_PROVIDED PASSAGE_
--------------------------------------------------
Saturday, May 23, 2015

Green Lakes| The Forests of the Zemu Valley

In November 2014, a small team from South Col Expeditions trekked the Zemu Valley in North Sikkim.  Other than the spectacular mountain views which surrounds the valley on all sides, I found the forests to have an amazing wealth of plant life. This short photo essay shows  the forests of the Zemu Valley :

For more photos of the Zemu Valley and the Green Lakes trek do visit

Friday, May 15, 2015

Nine Atop Everest: The Indian Expedition of 1965

The final pyramid of Everest
On May 19th 1965, two men spent the night at 27,930 feet – the highest camp on Mount Everest.  Next morning at 9.30 am, Capt A.S Cheema and Sherpa Nawang Gombu reached the summit. In the following nine days the Indians made three successful attempts on Everest and created a record which remained unbroken for seventeen years – they placed nine men on the summit of Everest in a single expedition. Nawang Gombu became the first  man to climb Everest twice in 1963 and 1965.

But, it had not been easy for the Indians and they had to fight hard for their success.
--------------------------------------------------
_STATED GOAL 1_
According to the blog text, who reached the summit of Everest at 9.30 am?
The blog text and the entries have no connection to each other.
--------------------------------------------------
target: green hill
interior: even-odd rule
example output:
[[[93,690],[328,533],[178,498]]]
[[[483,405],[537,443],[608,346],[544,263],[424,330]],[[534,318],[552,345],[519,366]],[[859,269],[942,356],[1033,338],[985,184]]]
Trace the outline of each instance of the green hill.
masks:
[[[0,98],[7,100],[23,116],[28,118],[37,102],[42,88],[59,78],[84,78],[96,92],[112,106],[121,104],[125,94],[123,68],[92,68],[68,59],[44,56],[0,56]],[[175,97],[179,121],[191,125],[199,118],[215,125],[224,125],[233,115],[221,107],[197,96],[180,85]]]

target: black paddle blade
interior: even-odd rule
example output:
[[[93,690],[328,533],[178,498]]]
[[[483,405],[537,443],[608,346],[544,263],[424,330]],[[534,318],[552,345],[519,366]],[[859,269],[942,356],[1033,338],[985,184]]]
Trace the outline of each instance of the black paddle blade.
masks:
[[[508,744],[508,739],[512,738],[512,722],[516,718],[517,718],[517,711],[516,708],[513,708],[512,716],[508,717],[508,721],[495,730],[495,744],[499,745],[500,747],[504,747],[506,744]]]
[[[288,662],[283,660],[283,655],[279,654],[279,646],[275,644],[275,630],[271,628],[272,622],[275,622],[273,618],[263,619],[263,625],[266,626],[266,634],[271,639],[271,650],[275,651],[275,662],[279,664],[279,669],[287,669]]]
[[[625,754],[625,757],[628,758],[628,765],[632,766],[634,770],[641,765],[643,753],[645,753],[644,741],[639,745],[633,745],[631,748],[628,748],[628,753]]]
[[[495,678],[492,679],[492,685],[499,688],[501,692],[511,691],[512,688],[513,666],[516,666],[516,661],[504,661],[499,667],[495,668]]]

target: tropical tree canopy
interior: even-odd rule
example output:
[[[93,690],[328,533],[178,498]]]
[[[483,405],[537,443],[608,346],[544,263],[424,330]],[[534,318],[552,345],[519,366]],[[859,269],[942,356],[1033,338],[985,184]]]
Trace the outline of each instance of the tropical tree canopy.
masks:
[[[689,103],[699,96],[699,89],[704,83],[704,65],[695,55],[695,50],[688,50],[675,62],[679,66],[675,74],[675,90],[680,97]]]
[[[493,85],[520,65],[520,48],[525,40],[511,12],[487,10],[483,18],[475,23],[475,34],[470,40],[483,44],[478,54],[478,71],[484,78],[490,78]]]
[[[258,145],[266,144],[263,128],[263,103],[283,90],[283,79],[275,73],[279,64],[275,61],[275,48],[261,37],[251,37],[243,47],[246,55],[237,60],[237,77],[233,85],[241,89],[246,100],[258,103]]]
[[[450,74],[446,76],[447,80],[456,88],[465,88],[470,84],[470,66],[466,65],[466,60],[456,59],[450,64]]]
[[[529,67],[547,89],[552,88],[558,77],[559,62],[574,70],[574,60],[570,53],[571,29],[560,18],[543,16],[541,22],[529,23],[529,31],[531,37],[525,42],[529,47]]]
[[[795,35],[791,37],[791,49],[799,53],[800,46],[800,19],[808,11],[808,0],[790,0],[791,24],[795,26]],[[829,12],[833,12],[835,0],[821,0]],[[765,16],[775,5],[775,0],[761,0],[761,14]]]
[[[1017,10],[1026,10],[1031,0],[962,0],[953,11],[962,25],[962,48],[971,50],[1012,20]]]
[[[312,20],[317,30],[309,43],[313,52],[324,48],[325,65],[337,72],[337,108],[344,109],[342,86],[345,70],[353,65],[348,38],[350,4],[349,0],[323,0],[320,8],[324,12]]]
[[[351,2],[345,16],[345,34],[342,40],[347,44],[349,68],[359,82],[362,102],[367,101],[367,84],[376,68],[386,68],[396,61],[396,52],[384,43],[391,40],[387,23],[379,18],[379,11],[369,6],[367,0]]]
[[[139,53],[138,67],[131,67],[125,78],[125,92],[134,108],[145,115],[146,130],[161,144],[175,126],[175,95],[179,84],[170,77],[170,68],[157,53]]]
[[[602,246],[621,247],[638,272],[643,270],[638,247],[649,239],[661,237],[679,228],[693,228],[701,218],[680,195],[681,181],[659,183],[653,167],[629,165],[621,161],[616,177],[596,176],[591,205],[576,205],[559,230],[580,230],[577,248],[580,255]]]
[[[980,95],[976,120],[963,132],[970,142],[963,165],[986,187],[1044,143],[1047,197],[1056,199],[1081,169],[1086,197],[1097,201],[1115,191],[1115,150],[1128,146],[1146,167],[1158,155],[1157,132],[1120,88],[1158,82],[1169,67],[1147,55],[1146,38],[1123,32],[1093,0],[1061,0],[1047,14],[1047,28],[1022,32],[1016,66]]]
--------------------------------------------------
_STATED GOAL 2_
Show every line of the entries that contains the word "green", matching case.

_COMPLETE ANSWER 1_
Capt A.S Cheema and Sherpa Nawang Gombu.

_COMPLETE ANSWER 2_
target: green hill
Trace the outline of each instance of the green hill.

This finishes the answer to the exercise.